Line by line, print the records exactly, and keep images out of the copy.

(EXERCISE DATA Opens)

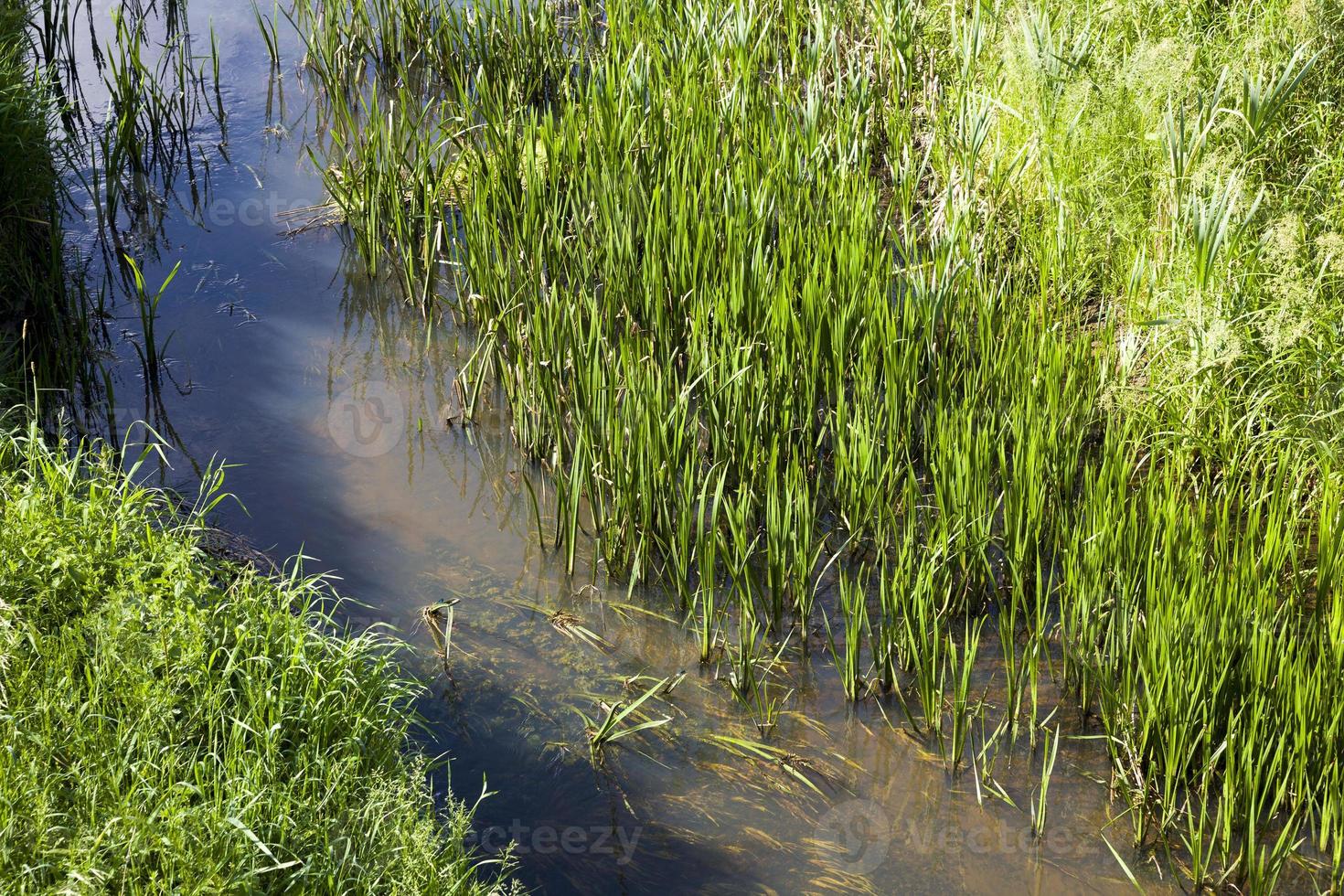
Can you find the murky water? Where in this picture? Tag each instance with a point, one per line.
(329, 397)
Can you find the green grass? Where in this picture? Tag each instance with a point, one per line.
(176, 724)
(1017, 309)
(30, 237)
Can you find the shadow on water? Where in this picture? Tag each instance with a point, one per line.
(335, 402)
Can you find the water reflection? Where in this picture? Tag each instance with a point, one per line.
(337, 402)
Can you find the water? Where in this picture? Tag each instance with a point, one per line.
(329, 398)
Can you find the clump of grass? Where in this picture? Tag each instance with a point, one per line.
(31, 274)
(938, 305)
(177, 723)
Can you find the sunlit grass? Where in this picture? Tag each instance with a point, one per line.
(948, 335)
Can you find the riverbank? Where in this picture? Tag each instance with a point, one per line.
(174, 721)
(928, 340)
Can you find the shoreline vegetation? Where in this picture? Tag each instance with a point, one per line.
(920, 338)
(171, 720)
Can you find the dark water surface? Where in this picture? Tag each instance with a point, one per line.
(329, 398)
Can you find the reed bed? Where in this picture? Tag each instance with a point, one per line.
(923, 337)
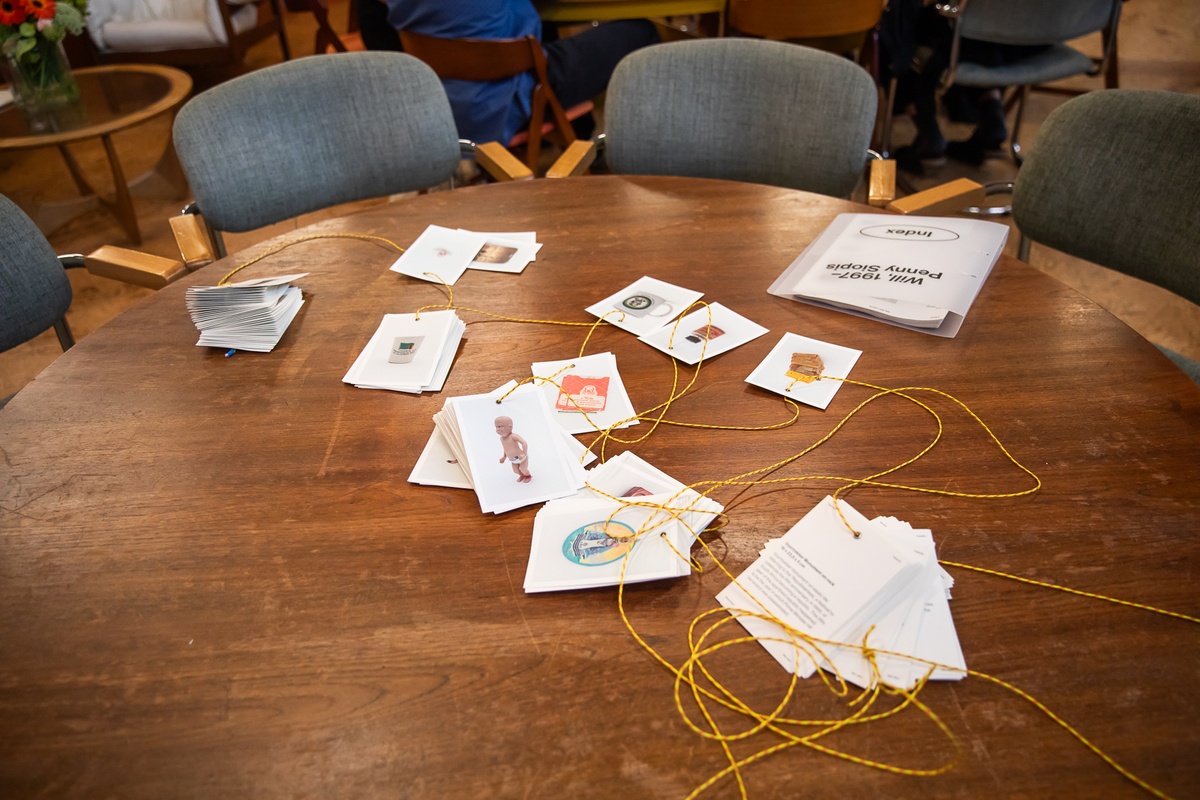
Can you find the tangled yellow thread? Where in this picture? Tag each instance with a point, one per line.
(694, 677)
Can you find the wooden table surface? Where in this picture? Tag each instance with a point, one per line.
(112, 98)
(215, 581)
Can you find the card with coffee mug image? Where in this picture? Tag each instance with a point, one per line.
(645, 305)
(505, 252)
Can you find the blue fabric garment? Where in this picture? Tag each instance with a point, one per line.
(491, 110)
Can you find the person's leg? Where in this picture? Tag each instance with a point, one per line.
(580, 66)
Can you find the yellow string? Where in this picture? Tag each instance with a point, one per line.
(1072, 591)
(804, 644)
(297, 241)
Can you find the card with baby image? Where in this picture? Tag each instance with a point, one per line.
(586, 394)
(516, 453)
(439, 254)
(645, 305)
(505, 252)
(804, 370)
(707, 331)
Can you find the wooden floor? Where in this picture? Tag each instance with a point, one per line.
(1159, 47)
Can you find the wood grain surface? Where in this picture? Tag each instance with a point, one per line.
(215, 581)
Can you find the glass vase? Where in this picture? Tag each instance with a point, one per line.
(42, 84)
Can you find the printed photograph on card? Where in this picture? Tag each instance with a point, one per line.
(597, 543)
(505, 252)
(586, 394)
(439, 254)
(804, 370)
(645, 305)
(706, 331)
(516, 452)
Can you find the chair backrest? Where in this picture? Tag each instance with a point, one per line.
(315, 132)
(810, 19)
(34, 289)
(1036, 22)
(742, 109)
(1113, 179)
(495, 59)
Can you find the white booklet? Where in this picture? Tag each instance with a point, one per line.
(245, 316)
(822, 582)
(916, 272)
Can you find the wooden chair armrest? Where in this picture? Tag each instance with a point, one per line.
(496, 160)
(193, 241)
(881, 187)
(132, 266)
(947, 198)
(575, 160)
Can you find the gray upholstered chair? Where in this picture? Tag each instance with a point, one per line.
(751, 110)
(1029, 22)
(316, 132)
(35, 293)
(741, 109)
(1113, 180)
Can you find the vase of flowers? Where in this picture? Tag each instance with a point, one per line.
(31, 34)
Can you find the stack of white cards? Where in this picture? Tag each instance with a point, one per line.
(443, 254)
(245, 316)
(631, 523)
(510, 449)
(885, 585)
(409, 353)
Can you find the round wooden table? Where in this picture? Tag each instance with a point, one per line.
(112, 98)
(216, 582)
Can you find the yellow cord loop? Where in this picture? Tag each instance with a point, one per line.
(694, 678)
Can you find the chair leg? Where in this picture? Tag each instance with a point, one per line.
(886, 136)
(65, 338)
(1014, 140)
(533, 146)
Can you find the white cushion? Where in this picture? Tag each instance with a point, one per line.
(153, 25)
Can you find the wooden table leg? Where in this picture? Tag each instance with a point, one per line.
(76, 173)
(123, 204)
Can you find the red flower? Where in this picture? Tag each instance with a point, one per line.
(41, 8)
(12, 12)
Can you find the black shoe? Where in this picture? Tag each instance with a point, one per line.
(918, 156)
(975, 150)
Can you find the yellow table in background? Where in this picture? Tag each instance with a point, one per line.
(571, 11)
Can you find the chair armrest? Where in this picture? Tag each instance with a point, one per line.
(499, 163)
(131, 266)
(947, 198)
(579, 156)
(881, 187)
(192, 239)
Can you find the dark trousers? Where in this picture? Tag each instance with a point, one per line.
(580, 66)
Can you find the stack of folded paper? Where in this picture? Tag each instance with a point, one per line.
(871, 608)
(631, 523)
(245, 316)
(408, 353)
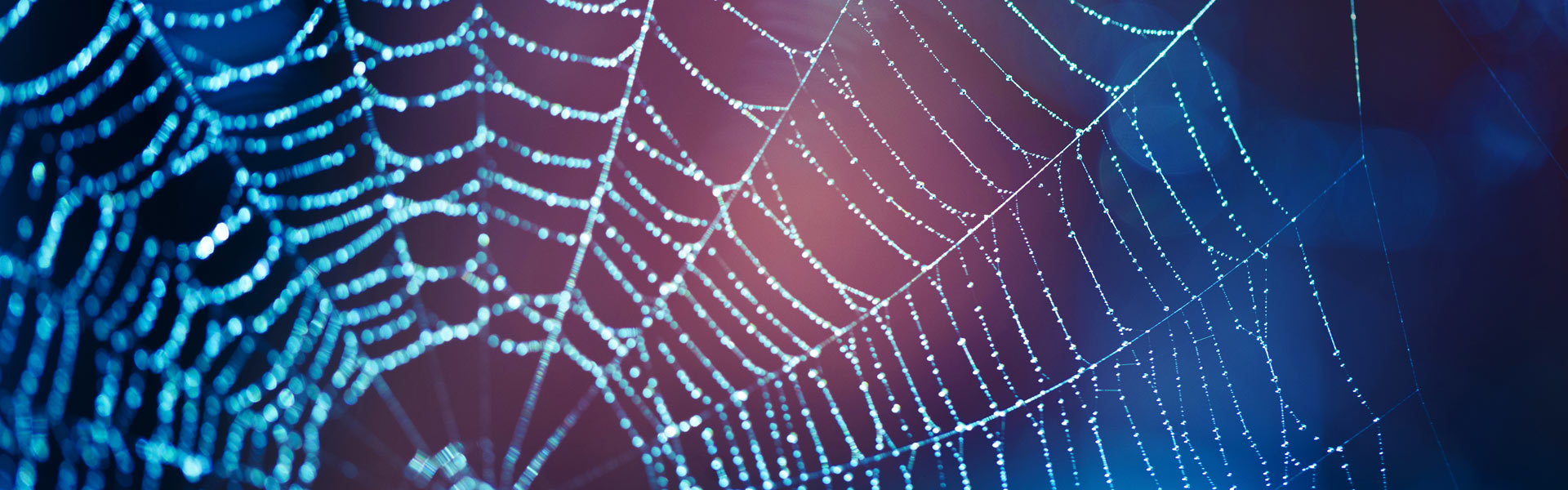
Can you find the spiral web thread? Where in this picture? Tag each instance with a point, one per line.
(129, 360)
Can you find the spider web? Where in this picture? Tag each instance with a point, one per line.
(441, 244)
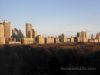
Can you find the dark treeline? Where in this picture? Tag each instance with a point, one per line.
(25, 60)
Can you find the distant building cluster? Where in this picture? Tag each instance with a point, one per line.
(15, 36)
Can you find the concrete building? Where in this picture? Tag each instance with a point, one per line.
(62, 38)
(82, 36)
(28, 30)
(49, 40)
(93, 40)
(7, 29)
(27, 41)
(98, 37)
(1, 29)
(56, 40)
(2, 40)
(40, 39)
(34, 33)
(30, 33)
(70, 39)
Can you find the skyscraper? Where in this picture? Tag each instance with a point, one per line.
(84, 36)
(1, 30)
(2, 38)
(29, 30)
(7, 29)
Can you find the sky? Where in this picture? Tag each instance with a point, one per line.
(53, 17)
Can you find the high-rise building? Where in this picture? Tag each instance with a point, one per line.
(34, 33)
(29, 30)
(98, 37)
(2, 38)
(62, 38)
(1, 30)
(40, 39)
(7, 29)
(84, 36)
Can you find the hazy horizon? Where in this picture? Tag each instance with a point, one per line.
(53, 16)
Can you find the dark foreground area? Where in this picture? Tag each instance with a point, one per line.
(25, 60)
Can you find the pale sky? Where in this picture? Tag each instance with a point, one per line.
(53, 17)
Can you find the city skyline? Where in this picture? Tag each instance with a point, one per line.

(EXERCISE DATA Closes)

FINAL ANSWER –
Can you find the murky water? Where in this picture? Tag each instance with a point, one per line.
(329, 397)
Can you find the green grass? Where in this picture? Tag each instance with a point, one per line.
(176, 724)
(1017, 309)
(30, 237)
Can you find the shadow on water? Where in this picture? Tag each instance with a point, one per line.
(335, 402)
Can you find the water reflection? Where in this picture? Tag each instance with a point, one per line.
(337, 402)
Can you find the water? Where in this picture? Tag each instance with a point, one per line.
(329, 398)
Can you find the clump of grass? Where in this picture? Tag each instance with a point, one per line.
(31, 274)
(938, 305)
(177, 723)
Can you find the sunlit grass? Where in this picture? Tag each instance with a point, one per line.
(948, 335)
Can you find the riverbank? Where in this picture? Tag each instance with a point, one per line.
(174, 721)
(928, 340)
Can you find the shoreline vegetation? Where in this picture? Tag each instance with a point, one per line.
(920, 338)
(171, 720)
Can you find the dark water surface? Where in this picture? Tag each instance with a point, one per line.
(329, 398)
Can you find the reed bed? Where in this picture? Tag each instance with a point, one per line.
(923, 337)
Can you find the tangled yellow thread? Where in this picture? Tag each instance with a point, one per line.
(694, 677)
Can you find the wooden table surface? Where in this picture? Tag each instance with a point, one per line.
(112, 98)
(215, 581)
Can you find the card with coffee mug image? Where in this picture? Tag each instance with a point, one per line.
(645, 305)
(505, 252)
Can you find the blue fabric garment? Where in this picture? Tag each instance with a point, one per line.
(491, 110)
Can you find the person's leg? Where in this picture? Tag each instance with a point, one per line.
(580, 66)
Can you find the yellow string? Where in this picture? Tag each instance with a point, one per line.
(1072, 591)
(804, 644)
(297, 241)
Can you find the card with baby image? Where in this picture? Tag each instance with a point, one per line.
(586, 394)
(516, 453)
(439, 254)
(645, 305)
(505, 252)
(804, 370)
(707, 331)
Can you find the wooden floor? Where in this picture? Tag each instance with a point, one per line.
(1159, 47)
Can you find the wood grain surface? Where in this picture? Tag each instance with a point, one per line.
(215, 581)
Can you find the glass vase? Where in this picture? Tag each instance with a point, one per line.
(42, 84)
Can you find the printed photograph on card? Where in this picture? Tag each instance with a point, one per line.
(597, 543)
(505, 252)
(586, 394)
(439, 254)
(804, 370)
(645, 305)
(706, 331)
(516, 452)
Can you find the chair backrest? Where in this picture? Tag each instance with a point, one per line.
(315, 132)
(810, 19)
(34, 289)
(1036, 22)
(742, 109)
(1113, 179)
(495, 59)
Can you find the white booklet? Where in this picture? Tag each instance with a point, one per line.
(245, 316)
(822, 582)
(916, 272)
Can you find the wooden chair armrest? Where in this picture? Tag each instance with a point, one per line.
(496, 160)
(193, 241)
(881, 187)
(132, 266)
(947, 198)
(575, 160)
Can you find the gray upholstered chair? Where in this picture? Tag each instance with a point, one per line.
(751, 110)
(1029, 22)
(316, 132)
(35, 293)
(741, 109)
(1113, 180)
Can you find the vase of flowers? Where in this picture? Tag each instance with a point, one per line.
(31, 34)
Can you find the stack of white cards? Where in this picture? Tag each instance with a point, one per line.
(443, 254)
(245, 316)
(631, 523)
(510, 449)
(885, 585)
(409, 353)
Can you find the round wooden table? Where in this picture? Tag each instance with a point, one per line.
(112, 98)
(216, 582)
Can you find the yellow cord loop? Where in this picture? Tag each instance with a point, one per line.
(694, 678)
Can you find the chair leg? Where in this picture? Tag each instance with a point, one per line.
(886, 136)
(65, 338)
(1014, 140)
(533, 146)
Can you find the white cushion? Where in this picture? Tag each instance with a point, one per line.
(153, 25)
Can you find the wooden table leg? Where in this picture? Tag each instance with a point, one per line.
(76, 173)
(123, 204)
Can you find the red flower? Where in this picture? Tag each instance with a point, one per line.
(41, 8)
(12, 12)
Can you find the black shoe? Where in this picture? Tag each instance with a point, one per line.
(918, 156)
(975, 150)
Can you find the yellow table in background? Where in this picture? Tag each instance with a point, one per line.
(571, 11)
Can you find the chair armrest? Where in this picture? Tag each instance with a point, one per line.
(499, 163)
(131, 266)
(947, 198)
(579, 156)
(881, 187)
(192, 239)
Can you find the dark trousers? Where in this picture? Tag each instance with a point, one per line.
(580, 66)
Can you find the stack of folded paper? Where in this picture? Tag each instance with a point, one per line.
(871, 608)
(631, 523)
(245, 316)
(408, 353)
Can you find the spiral web thread? Where in this picture? Tag each instance with a point, one per line.
(129, 360)
Can you find the spider web? Where in this picture? Tag each instance with a point, one per line.
(441, 244)
Can you find the dark treeline? Where in this picture? Tag each instance with a point, one per line.
(25, 60)
Can you find the distant building cluster? Where in this picture? Tag each instance with a point, one per line.
(15, 36)
Can you find the concrete building? Where in this picture? Tag each instance with a point, one per line.
(62, 38)
(82, 36)
(28, 30)
(49, 40)
(93, 40)
(7, 29)
(27, 41)
(98, 37)
(1, 29)
(56, 40)
(2, 40)
(40, 39)
(34, 33)
(30, 33)
(70, 39)
Can you find the skyscraper? Where in this picture? Tag each instance with a point, one per line.
(84, 36)
(1, 30)
(2, 38)
(29, 30)
(7, 29)
Can you find the sky? Where in this picture? Tag each instance with a point, one per line.
(53, 17)
Can you find the high-rise building? Where in this picture? Tag each instance with a point, one per line.
(34, 33)
(29, 30)
(98, 37)
(2, 38)
(62, 38)
(1, 30)
(40, 39)
(7, 29)
(84, 36)
Can you find the hazy horizon? Where in this picture? Tag each instance with a point, one per line.
(53, 16)
Can you find the dark foreground area? Where in this picture? Tag each instance with a point, one per line.
(25, 60)
Can you find the pale sky? Where in this picture? Tag each instance with a point, one per line.
(53, 17)
Can you find the city skyline? Where in this picture? Tag each instance with a point, one per line.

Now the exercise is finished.